TASK -
Can you write out every line of the data below in full, increasing each coordinate that marks a labeled point by 39 and leaving the sample coordinates in the wording unchanged? Leave the pictures out of your answer.

Coordinate annotation data -
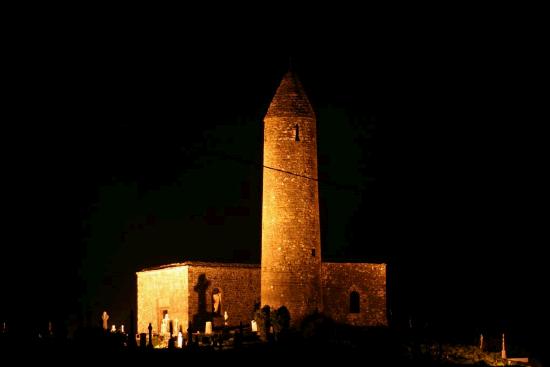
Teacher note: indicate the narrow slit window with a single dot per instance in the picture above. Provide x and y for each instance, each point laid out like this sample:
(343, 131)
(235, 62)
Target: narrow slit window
(354, 304)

RESULT -
Teacher note: indicate the narrow slit window with a single dot per instance in the picture above. Provide x and y for each instance, each point laid out like this sample:
(343, 131)
(235, 62)
Target: narrow slit window
(393, 343)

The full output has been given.